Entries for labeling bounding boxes
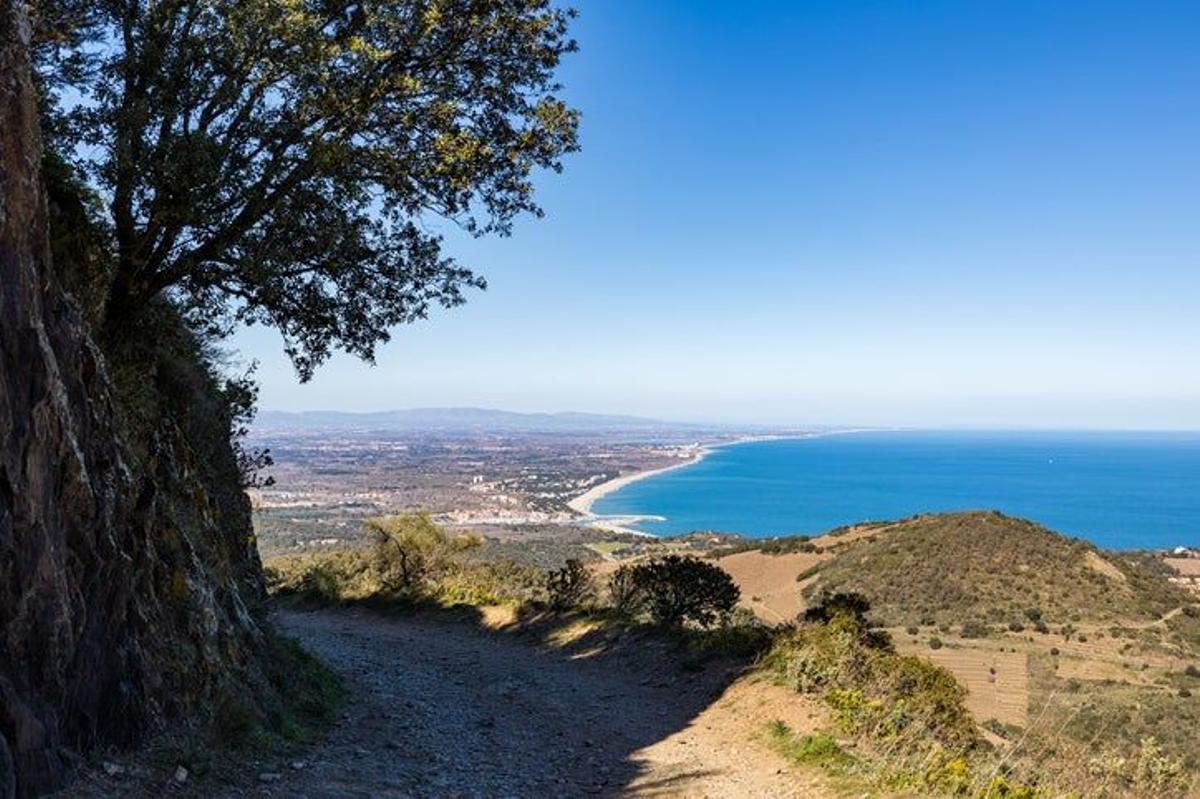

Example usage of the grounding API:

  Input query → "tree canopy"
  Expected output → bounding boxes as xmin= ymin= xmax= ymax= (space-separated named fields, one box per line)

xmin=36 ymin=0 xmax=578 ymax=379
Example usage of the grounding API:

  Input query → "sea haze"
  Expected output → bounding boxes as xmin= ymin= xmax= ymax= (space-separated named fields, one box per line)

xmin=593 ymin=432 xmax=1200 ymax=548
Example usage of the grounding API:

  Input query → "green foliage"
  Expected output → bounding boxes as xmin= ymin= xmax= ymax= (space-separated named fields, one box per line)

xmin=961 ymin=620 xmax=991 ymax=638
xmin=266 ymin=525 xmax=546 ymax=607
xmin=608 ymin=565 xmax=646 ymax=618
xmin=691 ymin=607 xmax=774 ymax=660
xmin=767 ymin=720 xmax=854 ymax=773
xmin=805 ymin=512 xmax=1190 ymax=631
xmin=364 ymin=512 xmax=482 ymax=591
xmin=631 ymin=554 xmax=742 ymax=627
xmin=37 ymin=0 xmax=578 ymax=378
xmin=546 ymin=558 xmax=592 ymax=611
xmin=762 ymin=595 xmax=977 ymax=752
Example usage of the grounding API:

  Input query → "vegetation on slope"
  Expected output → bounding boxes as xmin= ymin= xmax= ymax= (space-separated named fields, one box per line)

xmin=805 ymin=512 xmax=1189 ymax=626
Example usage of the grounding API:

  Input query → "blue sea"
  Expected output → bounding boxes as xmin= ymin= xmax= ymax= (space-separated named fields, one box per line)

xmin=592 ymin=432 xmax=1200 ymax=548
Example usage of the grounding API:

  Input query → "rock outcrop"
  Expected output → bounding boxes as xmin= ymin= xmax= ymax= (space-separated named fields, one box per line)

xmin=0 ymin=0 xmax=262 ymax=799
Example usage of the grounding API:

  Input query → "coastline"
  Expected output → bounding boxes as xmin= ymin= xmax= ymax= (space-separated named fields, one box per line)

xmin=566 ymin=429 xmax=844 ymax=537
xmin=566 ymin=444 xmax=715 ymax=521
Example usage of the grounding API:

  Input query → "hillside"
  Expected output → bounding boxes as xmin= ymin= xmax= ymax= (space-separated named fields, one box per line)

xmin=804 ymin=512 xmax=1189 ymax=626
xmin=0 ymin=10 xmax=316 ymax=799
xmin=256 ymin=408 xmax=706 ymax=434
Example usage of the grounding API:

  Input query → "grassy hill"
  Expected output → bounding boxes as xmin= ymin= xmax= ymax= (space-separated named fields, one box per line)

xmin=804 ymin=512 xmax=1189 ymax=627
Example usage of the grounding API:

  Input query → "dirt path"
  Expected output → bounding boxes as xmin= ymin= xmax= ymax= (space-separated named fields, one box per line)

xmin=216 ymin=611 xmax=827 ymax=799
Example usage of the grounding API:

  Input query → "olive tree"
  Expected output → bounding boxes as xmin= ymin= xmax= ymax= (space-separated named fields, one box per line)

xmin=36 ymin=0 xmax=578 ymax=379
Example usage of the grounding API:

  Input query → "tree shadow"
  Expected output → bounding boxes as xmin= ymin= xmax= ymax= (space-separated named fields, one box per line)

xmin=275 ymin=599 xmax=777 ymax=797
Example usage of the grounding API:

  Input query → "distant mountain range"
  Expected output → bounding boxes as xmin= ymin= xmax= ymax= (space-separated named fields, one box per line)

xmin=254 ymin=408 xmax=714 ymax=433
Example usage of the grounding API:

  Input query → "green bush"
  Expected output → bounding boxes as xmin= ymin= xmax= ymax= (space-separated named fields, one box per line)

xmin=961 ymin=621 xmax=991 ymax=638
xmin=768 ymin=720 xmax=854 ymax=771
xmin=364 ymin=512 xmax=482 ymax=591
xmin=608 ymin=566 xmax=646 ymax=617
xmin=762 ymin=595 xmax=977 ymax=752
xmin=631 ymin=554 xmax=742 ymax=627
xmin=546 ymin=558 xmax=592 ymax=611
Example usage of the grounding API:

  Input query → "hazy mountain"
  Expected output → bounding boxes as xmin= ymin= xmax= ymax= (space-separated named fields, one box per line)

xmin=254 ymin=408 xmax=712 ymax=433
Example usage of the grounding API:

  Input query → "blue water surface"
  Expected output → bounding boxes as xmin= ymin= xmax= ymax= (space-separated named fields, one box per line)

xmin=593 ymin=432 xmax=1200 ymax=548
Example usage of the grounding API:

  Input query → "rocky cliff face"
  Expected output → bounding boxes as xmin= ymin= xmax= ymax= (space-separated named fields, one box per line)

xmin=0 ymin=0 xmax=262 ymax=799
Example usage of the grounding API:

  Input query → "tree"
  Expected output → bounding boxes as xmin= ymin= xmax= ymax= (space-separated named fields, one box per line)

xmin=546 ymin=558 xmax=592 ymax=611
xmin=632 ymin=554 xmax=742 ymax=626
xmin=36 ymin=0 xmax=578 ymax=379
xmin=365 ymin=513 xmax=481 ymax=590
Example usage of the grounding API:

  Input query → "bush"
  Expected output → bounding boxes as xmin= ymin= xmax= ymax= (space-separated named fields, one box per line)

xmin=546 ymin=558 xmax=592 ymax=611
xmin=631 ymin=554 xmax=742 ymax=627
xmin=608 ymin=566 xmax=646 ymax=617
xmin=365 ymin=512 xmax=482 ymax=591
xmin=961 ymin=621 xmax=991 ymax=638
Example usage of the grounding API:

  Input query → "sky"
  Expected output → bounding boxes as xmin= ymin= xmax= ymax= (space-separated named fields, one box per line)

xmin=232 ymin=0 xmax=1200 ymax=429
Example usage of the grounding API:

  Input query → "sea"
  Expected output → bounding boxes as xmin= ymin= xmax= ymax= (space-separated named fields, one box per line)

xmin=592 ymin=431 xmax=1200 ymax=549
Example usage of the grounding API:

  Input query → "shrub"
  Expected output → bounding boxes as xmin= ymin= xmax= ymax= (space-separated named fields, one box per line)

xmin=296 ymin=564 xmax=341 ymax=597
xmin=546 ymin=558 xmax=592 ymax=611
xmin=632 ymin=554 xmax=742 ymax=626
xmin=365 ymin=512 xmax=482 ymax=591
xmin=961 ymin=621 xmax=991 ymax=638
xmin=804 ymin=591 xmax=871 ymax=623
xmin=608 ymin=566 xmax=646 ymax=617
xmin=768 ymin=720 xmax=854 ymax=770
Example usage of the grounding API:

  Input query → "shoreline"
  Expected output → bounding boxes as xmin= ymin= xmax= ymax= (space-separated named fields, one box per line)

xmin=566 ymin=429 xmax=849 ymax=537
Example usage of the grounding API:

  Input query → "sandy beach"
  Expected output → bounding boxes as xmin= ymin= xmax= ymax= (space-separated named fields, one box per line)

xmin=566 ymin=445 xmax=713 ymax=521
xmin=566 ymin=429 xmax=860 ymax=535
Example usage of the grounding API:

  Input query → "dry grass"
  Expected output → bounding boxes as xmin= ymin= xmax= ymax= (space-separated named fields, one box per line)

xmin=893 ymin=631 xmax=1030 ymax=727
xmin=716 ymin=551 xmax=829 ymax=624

* * *

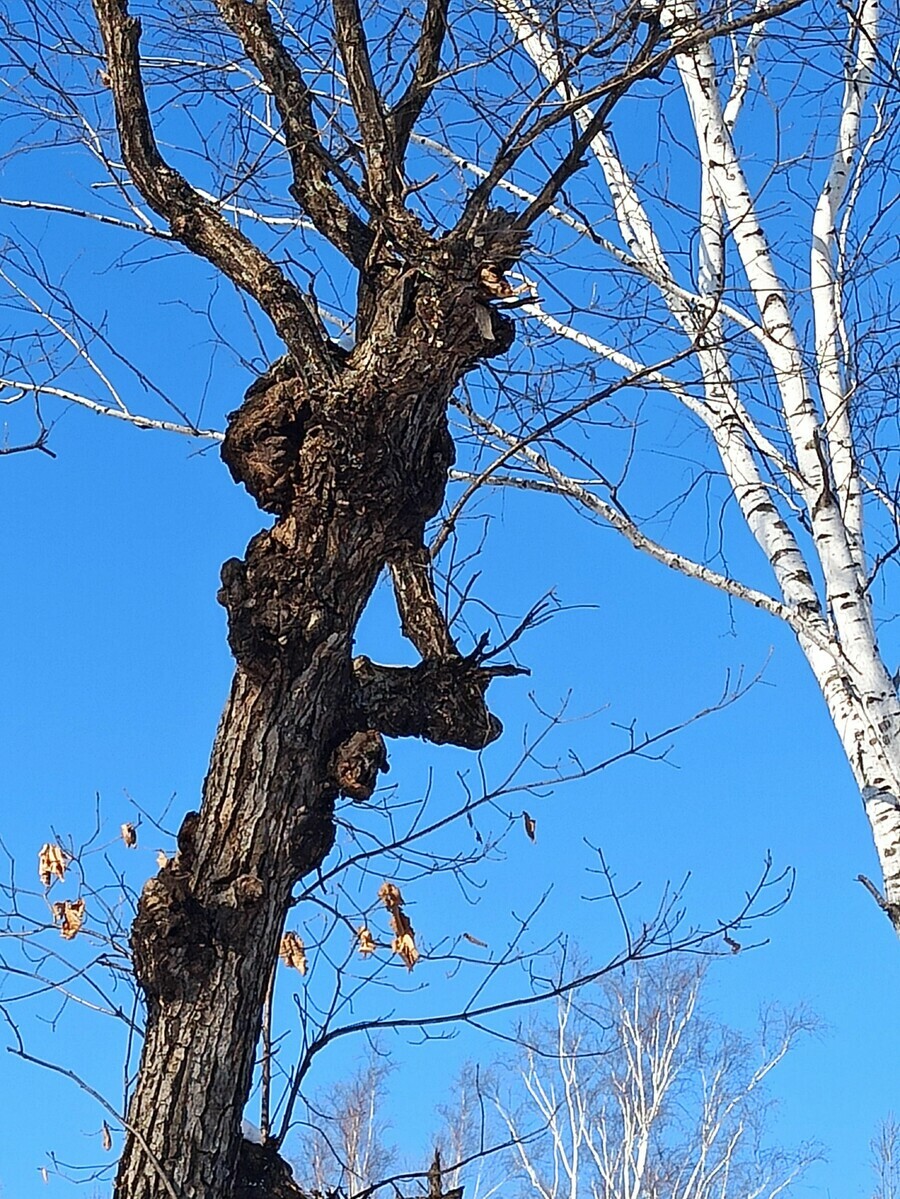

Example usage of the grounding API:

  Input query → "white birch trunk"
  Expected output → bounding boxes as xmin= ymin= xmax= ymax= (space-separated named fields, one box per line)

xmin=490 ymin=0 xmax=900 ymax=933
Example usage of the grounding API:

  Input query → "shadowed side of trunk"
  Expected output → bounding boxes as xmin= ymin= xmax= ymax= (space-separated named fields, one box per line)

> _SHORT EXERCISE_: Count the lines of the material that contain the word "blue", and give only that number.

> _ANSWER IN FULL_: 2